**SUPPLIED PASSAGE:**
[start]

As illustrated by the GFERCA experience, it will likely take a concerted effort by those outside the Treasury to see movement on a net wealth tax. This will be opposed by business-aligned forces until it is eventually accepted as the logical course of action.
Third, the decision to deploy the GFECRA in the manner in which it was — piecemeal and as a small cushion against budget cuts — is emblematic of the dysfunctional approach to national investment adopted by the Treasury.
In the face of crumbling economic and social infrastructure and rising levels of destitution there is no viable vision for economic renewal. As we argued at the close of 2023, the GFECRA funds could be dedicated to bold and strategic investment plans in critical infrastructure, state-owned enterprise (SOE) support, a basic income grant, or capitalising development finance institutions or a sovereign wealth fund. This list is not exhaustive, but it offers an opportunity to use these one-off funds cleverly and break from a fiscal policy stance that fails to ramp up state investment.
Instead, the Treasury is counting on private sector investment to ride to the rescue. It has doubled down on the use of private-public partnerships and leveraging private finance for infrastructure development and rescuing key network industries and SOEs.
This is a fanciful solution to the government’s mismanagement and underinvestment. Worldwide, private financial investment in infrastructure has slowed and failed to meet development targets. When investment does occur, the state assumes disproportionate risks and the private sector is guaranteed profit, often at the expense of the environment and the poor accessing critical services. Also ignored is that private sector investment is not itself a solution to government incapacity as it requires significant capacity (of a different sort) to ensure proper regulatory oversight and the harnessing of private investment for developmental gains.
The GFECRA balance — of which R350bn still remains untapped — could have been a basis for the type of investment the economy sorely needs.
In all these respects, while we welcome the R150bn cushion, the Treasury’s use of these funds is a reflection of, rather than a departure from, its worn and failed fiscal conservatism.

[end]

**DATASET EXTRACT:**
[start]

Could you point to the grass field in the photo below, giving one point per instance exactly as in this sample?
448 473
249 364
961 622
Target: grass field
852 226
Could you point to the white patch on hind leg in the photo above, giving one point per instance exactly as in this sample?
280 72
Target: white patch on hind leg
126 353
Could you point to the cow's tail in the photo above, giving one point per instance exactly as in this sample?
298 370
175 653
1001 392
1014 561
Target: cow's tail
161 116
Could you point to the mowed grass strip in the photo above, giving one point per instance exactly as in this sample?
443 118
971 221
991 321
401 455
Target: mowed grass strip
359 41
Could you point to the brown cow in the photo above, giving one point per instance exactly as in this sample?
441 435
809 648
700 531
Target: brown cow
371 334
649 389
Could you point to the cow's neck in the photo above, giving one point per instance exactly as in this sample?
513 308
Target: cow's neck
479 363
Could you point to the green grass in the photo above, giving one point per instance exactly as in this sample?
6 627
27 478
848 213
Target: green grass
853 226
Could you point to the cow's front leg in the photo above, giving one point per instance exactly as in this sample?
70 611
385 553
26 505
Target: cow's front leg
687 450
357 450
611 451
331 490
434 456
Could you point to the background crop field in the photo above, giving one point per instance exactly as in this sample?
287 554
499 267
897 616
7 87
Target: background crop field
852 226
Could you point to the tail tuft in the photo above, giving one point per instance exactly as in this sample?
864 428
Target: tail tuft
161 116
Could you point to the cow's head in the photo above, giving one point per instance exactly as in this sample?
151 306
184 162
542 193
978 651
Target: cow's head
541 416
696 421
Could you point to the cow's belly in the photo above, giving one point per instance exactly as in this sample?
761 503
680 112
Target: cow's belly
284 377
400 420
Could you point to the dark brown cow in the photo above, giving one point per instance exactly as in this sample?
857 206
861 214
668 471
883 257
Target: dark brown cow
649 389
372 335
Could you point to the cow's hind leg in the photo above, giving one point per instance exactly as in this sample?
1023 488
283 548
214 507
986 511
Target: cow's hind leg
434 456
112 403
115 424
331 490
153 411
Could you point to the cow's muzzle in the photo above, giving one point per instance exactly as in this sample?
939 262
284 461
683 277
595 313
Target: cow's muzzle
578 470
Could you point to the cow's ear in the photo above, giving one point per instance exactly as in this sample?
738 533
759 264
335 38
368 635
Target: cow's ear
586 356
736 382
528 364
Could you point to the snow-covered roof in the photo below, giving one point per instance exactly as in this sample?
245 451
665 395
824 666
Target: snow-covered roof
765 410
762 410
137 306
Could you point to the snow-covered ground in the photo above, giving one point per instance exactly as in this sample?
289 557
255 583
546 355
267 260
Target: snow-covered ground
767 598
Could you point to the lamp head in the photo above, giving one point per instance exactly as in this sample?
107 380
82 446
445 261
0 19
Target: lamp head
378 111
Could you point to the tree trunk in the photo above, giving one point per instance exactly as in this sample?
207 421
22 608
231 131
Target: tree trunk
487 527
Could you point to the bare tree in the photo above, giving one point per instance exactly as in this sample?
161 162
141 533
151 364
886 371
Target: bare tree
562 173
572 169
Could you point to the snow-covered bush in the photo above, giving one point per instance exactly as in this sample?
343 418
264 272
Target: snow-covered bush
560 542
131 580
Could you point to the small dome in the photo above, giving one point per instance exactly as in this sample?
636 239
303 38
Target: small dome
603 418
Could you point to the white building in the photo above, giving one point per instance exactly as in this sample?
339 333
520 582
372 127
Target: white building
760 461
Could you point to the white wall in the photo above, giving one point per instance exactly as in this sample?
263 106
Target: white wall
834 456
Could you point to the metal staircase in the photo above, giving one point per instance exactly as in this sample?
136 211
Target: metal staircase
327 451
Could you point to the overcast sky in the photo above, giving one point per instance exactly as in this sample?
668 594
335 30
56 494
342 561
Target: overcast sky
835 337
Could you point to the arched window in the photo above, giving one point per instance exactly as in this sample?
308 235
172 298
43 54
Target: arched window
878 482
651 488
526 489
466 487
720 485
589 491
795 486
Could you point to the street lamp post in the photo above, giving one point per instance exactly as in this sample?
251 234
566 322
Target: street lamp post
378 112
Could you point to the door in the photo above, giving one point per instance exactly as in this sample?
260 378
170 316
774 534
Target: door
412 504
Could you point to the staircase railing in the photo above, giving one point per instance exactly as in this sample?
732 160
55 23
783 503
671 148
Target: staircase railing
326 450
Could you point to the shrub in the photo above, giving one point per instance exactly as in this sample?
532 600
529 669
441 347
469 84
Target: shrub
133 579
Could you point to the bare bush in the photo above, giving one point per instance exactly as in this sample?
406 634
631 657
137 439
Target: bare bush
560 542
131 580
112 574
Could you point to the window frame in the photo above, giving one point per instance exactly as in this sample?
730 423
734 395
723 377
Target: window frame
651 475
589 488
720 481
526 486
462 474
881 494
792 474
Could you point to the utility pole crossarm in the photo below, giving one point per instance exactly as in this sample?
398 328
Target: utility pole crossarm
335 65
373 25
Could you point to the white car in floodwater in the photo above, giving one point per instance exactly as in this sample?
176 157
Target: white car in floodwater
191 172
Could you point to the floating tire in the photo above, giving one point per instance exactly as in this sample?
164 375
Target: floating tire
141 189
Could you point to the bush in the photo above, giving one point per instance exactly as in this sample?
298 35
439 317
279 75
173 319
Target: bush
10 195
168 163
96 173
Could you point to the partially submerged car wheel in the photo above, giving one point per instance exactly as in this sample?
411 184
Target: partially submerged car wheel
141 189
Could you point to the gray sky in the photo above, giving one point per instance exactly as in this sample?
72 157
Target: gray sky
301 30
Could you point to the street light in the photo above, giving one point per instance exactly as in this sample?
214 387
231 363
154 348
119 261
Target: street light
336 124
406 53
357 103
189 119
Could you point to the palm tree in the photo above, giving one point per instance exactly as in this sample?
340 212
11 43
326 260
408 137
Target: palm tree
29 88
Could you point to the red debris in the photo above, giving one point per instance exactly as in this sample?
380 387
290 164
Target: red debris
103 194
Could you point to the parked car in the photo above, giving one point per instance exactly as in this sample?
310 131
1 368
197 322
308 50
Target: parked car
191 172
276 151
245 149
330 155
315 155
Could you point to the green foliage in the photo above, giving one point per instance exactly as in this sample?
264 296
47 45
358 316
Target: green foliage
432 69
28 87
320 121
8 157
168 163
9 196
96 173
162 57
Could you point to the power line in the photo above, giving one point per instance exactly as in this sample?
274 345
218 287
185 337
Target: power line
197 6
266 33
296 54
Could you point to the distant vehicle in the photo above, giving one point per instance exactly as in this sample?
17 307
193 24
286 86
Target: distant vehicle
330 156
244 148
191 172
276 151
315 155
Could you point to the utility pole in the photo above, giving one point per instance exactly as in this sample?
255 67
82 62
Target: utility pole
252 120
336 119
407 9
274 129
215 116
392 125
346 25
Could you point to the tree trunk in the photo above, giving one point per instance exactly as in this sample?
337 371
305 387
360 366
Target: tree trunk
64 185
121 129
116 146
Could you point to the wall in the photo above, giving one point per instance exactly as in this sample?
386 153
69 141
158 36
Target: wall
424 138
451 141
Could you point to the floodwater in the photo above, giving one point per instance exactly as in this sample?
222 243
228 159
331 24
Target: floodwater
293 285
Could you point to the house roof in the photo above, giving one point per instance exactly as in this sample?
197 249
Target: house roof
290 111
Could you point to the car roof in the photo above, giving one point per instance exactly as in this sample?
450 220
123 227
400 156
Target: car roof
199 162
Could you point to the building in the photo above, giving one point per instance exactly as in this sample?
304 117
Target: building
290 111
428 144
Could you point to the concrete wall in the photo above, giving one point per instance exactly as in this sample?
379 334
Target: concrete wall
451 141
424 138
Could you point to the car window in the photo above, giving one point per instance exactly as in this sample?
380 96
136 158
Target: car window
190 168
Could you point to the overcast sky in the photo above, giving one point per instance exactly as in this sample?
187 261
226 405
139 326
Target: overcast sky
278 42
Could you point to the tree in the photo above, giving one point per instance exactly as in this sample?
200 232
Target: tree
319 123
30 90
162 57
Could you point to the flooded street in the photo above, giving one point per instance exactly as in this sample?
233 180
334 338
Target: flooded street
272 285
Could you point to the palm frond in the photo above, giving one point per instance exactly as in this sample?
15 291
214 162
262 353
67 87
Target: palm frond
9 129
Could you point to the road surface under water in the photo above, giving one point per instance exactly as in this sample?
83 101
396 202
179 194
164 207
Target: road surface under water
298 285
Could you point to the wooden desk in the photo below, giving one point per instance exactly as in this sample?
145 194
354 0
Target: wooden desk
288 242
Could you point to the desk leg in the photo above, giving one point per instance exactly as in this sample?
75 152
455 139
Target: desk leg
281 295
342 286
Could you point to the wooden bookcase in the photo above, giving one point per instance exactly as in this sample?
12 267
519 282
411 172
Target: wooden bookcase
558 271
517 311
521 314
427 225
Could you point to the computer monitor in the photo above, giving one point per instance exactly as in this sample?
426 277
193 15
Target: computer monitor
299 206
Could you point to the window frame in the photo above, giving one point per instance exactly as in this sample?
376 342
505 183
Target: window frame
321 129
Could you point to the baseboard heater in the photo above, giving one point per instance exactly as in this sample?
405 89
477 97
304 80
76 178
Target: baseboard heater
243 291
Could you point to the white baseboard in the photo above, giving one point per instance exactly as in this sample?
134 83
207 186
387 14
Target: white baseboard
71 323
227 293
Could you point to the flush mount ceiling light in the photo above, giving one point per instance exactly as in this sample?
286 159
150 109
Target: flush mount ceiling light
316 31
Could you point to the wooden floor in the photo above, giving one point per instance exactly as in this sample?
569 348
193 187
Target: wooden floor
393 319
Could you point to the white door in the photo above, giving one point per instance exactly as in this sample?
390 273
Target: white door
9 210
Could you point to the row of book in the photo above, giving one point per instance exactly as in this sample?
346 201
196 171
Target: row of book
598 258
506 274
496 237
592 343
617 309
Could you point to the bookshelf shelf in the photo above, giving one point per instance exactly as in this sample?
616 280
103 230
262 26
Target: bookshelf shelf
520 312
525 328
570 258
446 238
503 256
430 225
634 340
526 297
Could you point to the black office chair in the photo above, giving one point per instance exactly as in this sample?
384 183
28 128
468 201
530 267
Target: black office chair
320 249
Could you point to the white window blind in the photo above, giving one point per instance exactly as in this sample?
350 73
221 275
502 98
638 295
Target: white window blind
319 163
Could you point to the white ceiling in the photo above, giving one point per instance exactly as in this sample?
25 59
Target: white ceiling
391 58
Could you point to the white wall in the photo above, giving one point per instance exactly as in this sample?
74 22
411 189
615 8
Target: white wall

[end]

**WHAT THIS EXERCISE ASKS:**
a: Render this sentence from the GFECRA passage into Spanish: "This is a fanciful solution to the government’s mismanagement and underinvestment."
b: Reproduce a part of the GFECRA passage word for word. Begin at the words "As illustrated by" and stop after "by the Treasury.".
Work only from the GFECRA passage.

**WRITTEN ANSWERS:**
a: Esta es una solución fantasiosa a la mala gestión y la falta de inversión del gobierno.

b:
As illustrated by the GFERCA experience, it will likely take a concerted effort by those outside the Treasury to see movement on a net wealth tax. This will be opposed by business-aligned forces until it is eventually accepted as the logical course of action.
Third, the decision to deploy the GFECRA in the manner in which it was — piecemeal and as a small cushion against budget cuts — is emblematic of the dysfunctional approach to national investment adopted by the Treasury.